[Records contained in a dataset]
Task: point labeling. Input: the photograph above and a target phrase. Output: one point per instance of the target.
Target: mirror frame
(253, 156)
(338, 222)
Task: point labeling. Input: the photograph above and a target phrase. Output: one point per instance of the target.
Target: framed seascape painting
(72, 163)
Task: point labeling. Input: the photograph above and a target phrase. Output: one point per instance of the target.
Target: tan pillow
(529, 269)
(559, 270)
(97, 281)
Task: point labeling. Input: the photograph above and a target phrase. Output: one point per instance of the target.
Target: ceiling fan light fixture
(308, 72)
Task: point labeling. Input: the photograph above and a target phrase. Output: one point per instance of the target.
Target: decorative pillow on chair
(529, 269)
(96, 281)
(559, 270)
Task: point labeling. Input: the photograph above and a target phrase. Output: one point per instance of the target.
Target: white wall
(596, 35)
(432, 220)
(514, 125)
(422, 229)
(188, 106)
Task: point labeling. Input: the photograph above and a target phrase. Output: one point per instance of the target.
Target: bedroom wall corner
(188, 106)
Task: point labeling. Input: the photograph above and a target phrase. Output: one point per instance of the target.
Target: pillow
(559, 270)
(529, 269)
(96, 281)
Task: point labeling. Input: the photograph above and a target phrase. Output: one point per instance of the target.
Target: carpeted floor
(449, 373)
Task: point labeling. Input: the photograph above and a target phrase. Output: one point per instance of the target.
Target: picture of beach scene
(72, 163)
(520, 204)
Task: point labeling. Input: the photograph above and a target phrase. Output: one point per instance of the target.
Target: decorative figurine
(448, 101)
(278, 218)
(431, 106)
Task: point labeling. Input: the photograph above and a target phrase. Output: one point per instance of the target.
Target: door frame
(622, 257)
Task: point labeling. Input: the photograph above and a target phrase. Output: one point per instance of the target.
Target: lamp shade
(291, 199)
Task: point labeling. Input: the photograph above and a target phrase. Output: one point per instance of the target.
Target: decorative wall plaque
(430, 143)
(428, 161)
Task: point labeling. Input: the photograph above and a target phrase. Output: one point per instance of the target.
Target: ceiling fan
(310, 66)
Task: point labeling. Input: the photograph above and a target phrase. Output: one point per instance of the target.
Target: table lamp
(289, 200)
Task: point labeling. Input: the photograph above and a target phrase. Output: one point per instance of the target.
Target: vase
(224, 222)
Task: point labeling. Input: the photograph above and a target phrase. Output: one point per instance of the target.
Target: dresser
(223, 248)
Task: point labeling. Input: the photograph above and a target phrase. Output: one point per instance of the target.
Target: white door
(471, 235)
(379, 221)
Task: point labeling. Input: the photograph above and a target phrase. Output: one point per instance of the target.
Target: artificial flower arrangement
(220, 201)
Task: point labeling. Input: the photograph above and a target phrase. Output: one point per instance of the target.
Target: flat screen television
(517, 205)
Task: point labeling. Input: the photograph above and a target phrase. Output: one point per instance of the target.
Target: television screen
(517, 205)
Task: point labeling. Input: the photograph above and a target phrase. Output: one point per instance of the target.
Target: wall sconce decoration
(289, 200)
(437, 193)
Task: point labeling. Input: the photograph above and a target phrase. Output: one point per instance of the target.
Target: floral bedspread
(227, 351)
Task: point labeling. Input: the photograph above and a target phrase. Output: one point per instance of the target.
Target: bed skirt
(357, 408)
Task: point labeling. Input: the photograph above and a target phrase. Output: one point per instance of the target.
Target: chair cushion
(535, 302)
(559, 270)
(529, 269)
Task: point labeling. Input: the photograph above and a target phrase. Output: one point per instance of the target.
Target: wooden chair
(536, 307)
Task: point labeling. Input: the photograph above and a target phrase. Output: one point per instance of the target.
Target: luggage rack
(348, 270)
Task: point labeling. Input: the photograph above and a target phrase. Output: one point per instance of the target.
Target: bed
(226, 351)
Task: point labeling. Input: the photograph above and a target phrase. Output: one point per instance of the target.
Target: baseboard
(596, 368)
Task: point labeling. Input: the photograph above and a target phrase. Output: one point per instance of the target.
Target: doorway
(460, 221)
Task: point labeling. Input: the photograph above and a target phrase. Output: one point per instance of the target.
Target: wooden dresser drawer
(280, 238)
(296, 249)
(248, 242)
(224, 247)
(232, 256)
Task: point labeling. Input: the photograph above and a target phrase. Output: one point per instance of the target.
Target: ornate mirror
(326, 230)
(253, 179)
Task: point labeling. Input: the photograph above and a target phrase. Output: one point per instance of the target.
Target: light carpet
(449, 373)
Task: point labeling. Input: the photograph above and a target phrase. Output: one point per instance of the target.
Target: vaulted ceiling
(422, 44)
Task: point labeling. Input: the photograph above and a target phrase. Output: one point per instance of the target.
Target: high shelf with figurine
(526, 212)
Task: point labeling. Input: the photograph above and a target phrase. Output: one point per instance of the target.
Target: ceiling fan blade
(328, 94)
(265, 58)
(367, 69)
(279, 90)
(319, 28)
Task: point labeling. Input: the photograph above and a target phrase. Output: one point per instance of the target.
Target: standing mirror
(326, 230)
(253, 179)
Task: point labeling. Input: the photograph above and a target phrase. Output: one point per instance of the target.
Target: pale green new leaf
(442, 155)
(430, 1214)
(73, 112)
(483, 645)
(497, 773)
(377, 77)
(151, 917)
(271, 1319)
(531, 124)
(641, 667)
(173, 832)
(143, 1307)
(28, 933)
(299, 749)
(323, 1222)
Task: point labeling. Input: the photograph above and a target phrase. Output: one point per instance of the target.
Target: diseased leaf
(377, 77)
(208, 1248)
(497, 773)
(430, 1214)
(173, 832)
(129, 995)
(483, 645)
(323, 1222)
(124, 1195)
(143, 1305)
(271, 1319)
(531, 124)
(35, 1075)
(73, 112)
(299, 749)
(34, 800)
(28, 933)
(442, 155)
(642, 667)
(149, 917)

What you need to do: Retype every entry, keeping each character as it was.

Exercise answer:
Task: point labeling. Input: the photograph above and a target phrase. Output: one point per instance of the target.
Target: mirror frame
(253, 156)
(338, 222)
Task: point labeling. Input: the photograph above and a target phrase. Output: one point per instance of the target.
Target: framed seascape painting
(72, 163)
Task: point labeling. Input: the photograph above and a target phrase. Output: one point per instance of the target.
Target: tan pillow
(529, 269)
(559, 270)
(97, 281)
Task: point labeling. Input: the photograph above and a target phrase. Output: one point per instance of the target.
Target: ceiling fan light fixture
(308, 72)
Task: point labeling. Input: the photograph above and a target phrase. Output: one point per instance of the target.
Target: decorative pillow on chair
(529, 269)
(96, 281)
(559, 270)
Task: point labeling. Input: the photograph above and a target phrase. Output: one point per instance of the target.
Target: white wall
(596, 35)
(432, 220)
(514, 125)
(422, 229)
(188, 106)
Task: point labeling. Input: the photograph above and a target phrase. Output: one point per instance of the target.
Target: bedroom wall corner
(188, 106)
Task: point labeling. Input: the photograph above and a target phrase. Output: one point per instance of the target.
Target: pillow
(559, 270)
(529, 269)
(96, 281)
Task: point labeling. Input: the photograph above and a target phrase. Output: one point per instance of the target.
Target: carpeted floor
(449, 373)
Task: point labeling. Input: the photograph above and a target phrase. Output: one point per instance of the target.
Target: picture of beach scene
(72, 163)
(520, 204)
Task: point labeling. Input: the photograph above and a target phrase. Output: one point per instance of the target.
Target: decorative figurine
(448, 101)
(278, 218)
(431, 106)
Task: point labeling. Input: the photograph above and a target phrase. Output: one point per instance of the target.
Target: door frame
(622, 257)
Task: point labeling. Input: the photograph above and a target phrase. Output: one point per instance of the target.
Target: lamp shade
(291, 199)
Task: point labeling. Input: the photograph above and a target phrase. Output: one point per instance of the target.
Target: decorative wall plaque
(430, 143)
(428, 161)
Task: point labeling. Input: the photograph above and a target phrase. Output: one point per instance of the target.
Target: ceiling fan
(310, 66)
Task: point labeling. Input: the photograph above and a target phrase. Output: one point per instance of the target.
Target: table lamp
(289, 200)
Task: point labeling. Input: the photograph above and a target phrase. Output: one point per instance of the target.
Target: vase
(224, 222)
Task: point labeling. Input: the photograph above and a target phrase. Output: one point per instance of the target.
Target: dresser
(223, 248)
Task: point labeling. Input: the photograph above and a target phrase. Output: one point per instance of the target.
Target: white door
(471, 235)
(379, 221)
Task: point labeling. Input: the photograph above and a target phrase. Output: one point per instance of the target.
Target: artificial flower arrangement
(220, 201)
Task: point labeling. Input: the photograph above and a target phrase. Output: one point per instance of the target.
Target: flat screen television
(517, 205)
Task: point labeling. Input: the photograph above and a target phrase. Output: one point per instance of the target.
Target: television screen
(517, 205)
Task: point labeling. Input: the photograph above and a target phrase. Output: one point per instance of the target.
Target: wall sconce decoration
(289, 200)
(437, 193)
Task: point labeling. Input: the photograph above and a target phrase. Output: one point per instance of the target.
Target: floral bedspread
(227, 351)
Task: point labeling. Input: the photograph above and a target phrase. Output: one point per instance of the target.
Target: bed skirt
(357, 408)
Task: point labeling. Input: the photograph above and a target phrase. Output: one point per instance of the target.
Target: chair cushion
(535, 302)
(559, 270)
(529, 269)
Task: point labeling. Input: the photograph above and a target phrase. Output: one point per instance of the target.
Target: wooden chair
(536, 307)
Task: point labeling. Input: the photograph above and a target phrase. Output: one point per instance of the target.
Target: luggage rack
(348, 270)
Task: point labeling. Input: the photograph above and a target phrase. Output: one point per instance of the target.
Target: bed
(226, 351)
Task: point labeling. Input: the photograph above and a target phrase. Output: one point per instance of the target.
Target: baseboard
(596, 368)
Task: point labeling. Input: the photograph above and a target phrase. Output: one point per instance of the target.
Target: doorway
(460, 221)
Task: point labeling. Input: the photograph above and a target phrase. Output: one point per instance of the target.
Target: wooden dresser drawer
(280, 238)
(296, 249)
(248, 242)
(224, 247)
(232, 256)
Task: point labeling. Input: the photograph above and a target phrase. Output: one point per instance of the target.
Target: ornate mirror
(326, 230)
(253, 179)
Task: point labeling. Input: the photograph above and a target phrase. Output: one point per instance of the target.
Target: light carpet
(449, 373)
Task: point labeling. Input: the photograph above and a target phrase. Output: one point per instance of the target.
Target: vaulted ceiling
(422, 44)
Task: point labeling. Input: the photograph above and a target phrase. Output: one point per instance of the target.
Target: high shelf with figurine
(526, 212)
Task: point labeling. Input: the photograph above and a target phrase. Output: one point per instance of the target.
Target: ceiling fan blade
(328, 94)
(265, 58)
(367, 69)
(279, 90)
(319, 28)
Task: point labeling. Input: the photograph above and a target phrase. Output: one point per instance of the target.
Target: standing mirror
(326, 230)
(253, 179)
Task: point labeling. Input: the photograph above and a target phrase. Output: one point per instance of the target.
Target: pale green new leaf
(442, 155)
(430, 1214)
(73, 112)
(483, 645)
(497, 773)
(377, 77)
(151, 917)
(271, 1319)
(531, 124)
(641, 667)
(173, 832)
(143, 1307)
(28, 933)
(299, 749)
(323, 1222)
Task: point labeling. Input: the photograph above and a target phrase. Output: one point per instance of the target.
Target: diseased leaf
(377, 77)
(208, 1248)
(497, 773)
(430, 1214)
(173, 832)
(129, 995)
(483, 645)
(323, 1222)
(124, 1195)
(143, 1305)
(271, 1319)
(531, 124)
(35, 1075)
(73, 112)
(299, 749)
(34, 800)
(28, 933)
(442, 155)
(642, 667)
(149, 917)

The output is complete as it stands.